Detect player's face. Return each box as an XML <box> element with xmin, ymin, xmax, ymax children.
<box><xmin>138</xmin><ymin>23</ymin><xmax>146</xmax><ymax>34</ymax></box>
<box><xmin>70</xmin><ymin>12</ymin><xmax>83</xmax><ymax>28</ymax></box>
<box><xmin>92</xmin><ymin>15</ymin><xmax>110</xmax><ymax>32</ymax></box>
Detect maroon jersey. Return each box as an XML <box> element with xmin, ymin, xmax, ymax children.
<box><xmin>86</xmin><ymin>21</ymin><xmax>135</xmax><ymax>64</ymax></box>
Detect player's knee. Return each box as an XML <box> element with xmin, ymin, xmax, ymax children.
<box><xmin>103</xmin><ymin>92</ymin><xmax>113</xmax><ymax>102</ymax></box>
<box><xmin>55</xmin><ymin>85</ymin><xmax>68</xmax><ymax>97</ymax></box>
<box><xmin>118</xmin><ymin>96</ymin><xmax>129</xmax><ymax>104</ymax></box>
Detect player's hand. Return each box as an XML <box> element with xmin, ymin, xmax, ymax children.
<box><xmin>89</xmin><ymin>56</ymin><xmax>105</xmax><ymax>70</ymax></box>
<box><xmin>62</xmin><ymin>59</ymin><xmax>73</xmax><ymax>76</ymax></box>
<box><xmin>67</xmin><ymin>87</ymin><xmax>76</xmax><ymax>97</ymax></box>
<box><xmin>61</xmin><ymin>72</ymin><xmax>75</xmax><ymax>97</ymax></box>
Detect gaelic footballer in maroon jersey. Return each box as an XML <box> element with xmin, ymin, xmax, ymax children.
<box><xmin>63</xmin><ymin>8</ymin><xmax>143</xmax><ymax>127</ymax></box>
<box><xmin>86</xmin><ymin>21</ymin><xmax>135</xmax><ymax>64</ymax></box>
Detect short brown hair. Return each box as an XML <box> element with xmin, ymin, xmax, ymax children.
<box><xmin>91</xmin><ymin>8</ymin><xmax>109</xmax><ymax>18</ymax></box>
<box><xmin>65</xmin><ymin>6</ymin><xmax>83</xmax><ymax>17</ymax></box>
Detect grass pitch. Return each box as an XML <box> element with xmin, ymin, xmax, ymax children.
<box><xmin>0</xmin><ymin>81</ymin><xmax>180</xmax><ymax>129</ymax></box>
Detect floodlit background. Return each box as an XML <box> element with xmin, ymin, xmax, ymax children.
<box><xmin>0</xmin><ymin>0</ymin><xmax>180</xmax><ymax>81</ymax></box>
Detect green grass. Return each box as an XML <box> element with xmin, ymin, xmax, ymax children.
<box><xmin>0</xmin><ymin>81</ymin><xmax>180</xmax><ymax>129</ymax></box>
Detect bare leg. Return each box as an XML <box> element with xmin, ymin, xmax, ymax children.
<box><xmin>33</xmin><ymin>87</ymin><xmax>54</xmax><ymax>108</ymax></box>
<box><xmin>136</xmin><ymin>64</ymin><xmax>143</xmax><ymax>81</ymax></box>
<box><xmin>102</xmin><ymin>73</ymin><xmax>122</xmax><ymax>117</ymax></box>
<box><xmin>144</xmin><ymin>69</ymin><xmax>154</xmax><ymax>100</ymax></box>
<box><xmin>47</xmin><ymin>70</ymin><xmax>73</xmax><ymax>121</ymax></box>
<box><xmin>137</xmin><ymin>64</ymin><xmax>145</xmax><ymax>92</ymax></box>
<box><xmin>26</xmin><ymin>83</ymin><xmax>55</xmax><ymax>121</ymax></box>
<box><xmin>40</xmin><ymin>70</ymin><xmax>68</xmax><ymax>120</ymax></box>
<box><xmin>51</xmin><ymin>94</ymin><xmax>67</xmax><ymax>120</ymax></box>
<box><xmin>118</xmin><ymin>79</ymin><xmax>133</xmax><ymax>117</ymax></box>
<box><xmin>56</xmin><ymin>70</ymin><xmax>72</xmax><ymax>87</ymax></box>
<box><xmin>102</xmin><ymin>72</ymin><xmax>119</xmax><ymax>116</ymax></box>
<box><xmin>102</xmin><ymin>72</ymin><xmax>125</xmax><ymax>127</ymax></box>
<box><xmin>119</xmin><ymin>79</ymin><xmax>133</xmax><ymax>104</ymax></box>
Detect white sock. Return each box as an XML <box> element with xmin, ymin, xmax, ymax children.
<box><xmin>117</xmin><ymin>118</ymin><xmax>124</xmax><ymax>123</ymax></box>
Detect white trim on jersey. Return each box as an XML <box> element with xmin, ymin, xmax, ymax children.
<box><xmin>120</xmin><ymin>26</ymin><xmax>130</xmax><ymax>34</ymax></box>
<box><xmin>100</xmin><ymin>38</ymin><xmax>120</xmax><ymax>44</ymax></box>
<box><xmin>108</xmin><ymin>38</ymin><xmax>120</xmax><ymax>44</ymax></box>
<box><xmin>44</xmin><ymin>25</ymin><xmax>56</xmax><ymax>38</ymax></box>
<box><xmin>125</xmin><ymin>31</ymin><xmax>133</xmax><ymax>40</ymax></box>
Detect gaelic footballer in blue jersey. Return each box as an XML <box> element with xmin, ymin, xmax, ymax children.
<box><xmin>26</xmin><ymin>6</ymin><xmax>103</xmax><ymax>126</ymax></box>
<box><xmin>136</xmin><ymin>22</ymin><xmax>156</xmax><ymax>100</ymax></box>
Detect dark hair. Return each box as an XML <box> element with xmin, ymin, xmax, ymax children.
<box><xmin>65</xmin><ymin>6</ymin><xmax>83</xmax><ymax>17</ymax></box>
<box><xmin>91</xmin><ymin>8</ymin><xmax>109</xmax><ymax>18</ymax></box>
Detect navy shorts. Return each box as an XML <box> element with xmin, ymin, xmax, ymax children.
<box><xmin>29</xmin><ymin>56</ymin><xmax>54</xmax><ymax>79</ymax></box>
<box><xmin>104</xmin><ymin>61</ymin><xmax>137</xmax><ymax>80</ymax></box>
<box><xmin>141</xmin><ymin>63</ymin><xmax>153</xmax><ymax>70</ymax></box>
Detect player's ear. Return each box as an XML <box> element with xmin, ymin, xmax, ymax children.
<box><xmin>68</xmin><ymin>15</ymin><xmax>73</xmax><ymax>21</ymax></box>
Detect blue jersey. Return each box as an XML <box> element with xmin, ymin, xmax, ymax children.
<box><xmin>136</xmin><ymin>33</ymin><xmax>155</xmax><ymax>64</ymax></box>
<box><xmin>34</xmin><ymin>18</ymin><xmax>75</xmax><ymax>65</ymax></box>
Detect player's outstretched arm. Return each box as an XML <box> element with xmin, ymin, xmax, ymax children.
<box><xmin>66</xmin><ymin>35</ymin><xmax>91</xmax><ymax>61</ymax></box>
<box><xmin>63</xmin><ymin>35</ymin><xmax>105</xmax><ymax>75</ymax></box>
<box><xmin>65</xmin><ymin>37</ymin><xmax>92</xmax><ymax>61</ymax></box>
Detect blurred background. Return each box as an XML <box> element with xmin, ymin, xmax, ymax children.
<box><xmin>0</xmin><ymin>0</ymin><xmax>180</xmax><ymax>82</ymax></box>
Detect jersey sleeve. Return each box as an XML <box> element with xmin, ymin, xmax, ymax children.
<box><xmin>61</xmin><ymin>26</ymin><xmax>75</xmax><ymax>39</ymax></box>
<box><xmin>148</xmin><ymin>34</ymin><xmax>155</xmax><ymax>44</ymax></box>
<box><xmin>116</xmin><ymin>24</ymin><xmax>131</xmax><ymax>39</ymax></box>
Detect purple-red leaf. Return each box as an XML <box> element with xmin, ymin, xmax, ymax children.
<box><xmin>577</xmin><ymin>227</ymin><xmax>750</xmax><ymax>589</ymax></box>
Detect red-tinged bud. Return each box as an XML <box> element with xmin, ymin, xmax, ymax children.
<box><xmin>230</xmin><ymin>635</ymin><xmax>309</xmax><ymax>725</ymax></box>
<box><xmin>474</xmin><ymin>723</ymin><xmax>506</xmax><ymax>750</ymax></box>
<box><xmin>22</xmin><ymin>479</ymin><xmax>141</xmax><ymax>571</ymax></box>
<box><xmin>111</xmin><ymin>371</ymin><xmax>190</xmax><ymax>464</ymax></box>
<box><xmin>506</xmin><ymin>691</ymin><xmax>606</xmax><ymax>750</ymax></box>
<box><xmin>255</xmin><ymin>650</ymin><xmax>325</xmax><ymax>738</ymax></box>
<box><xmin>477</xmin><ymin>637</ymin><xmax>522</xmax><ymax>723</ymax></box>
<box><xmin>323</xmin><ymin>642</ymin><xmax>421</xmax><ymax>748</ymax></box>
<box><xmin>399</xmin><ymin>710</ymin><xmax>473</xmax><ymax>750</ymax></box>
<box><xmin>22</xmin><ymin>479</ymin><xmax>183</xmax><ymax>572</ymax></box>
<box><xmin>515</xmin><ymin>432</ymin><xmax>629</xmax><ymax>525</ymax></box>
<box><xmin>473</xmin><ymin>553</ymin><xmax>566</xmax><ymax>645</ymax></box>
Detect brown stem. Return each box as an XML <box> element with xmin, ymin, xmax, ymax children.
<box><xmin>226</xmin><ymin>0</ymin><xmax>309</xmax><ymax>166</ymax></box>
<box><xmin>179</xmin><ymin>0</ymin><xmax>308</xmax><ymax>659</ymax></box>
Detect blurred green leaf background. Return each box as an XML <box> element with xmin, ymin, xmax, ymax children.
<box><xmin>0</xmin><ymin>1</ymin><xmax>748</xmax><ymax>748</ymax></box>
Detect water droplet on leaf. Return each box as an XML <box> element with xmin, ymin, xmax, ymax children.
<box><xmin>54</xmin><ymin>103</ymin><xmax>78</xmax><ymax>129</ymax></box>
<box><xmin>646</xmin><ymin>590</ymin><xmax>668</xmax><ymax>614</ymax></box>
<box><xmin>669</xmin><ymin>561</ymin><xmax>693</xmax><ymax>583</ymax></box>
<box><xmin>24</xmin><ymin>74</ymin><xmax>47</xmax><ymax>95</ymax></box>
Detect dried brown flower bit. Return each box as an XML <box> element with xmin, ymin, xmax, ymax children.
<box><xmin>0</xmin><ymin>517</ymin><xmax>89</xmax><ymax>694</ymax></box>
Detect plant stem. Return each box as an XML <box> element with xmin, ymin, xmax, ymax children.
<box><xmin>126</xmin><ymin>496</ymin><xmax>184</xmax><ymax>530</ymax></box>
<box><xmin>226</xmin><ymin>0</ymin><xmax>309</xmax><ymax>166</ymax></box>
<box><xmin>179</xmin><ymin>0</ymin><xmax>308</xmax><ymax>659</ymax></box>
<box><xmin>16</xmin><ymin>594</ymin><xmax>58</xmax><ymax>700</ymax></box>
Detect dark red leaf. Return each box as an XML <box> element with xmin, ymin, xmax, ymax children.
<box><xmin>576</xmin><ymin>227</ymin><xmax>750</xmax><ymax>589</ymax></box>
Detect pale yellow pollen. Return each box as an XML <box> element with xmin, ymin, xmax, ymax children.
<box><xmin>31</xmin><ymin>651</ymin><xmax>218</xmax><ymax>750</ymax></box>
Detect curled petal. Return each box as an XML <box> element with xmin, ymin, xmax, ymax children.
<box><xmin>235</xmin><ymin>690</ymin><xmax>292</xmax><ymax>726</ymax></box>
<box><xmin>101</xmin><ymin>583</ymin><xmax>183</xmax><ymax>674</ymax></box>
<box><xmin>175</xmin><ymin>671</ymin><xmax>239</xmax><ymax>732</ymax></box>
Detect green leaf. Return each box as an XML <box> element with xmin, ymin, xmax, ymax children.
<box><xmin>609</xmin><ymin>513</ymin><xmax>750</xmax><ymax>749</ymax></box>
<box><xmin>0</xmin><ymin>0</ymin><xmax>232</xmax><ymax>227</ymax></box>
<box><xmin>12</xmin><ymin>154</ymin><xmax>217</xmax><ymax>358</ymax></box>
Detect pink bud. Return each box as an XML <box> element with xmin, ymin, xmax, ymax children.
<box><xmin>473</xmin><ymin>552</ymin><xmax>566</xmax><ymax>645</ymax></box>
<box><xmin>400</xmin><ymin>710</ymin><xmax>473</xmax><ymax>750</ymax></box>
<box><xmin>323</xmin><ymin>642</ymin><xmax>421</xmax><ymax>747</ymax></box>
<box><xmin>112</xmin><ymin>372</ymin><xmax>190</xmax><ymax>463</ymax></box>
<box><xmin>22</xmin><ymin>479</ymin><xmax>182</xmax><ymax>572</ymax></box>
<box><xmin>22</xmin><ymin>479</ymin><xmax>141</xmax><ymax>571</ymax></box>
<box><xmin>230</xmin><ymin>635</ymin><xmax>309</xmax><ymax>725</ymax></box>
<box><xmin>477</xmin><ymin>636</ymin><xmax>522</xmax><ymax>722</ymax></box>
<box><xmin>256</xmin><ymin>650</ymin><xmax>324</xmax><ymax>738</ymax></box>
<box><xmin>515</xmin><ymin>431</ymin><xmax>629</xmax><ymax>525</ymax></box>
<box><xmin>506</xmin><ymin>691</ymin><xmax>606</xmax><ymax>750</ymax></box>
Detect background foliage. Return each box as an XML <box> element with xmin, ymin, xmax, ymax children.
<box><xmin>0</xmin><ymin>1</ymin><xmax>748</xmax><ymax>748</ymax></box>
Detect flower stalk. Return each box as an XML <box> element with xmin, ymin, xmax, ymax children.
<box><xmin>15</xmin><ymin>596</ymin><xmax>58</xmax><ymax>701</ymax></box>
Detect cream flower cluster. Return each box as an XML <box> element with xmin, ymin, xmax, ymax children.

TASK
Repeat nothing before the line containing "Detect background foliage."; repeat that line and every later line of the listing exactly.

COMPLETED EXERCISE
Detect background foliage. Return each box as an XML <box> element with xmin, ymin, xmax, ymax children.
<box><xmin>0</xmin><ymin>1</ymin><xmax>748</xmax><ymax>748</ymax></box>
Detect flower stalk. Return each box as an XML <box> element with xmin, ymin, xmax, ymax children.
<box><xmin>15</xmin><ymin>596</ymin><xmax>58</xmax><ymax>701</ymax></box>
Detect cream flower cluster. Return each box as an XML <box> element with xmin, ymin, xmax, ymax children.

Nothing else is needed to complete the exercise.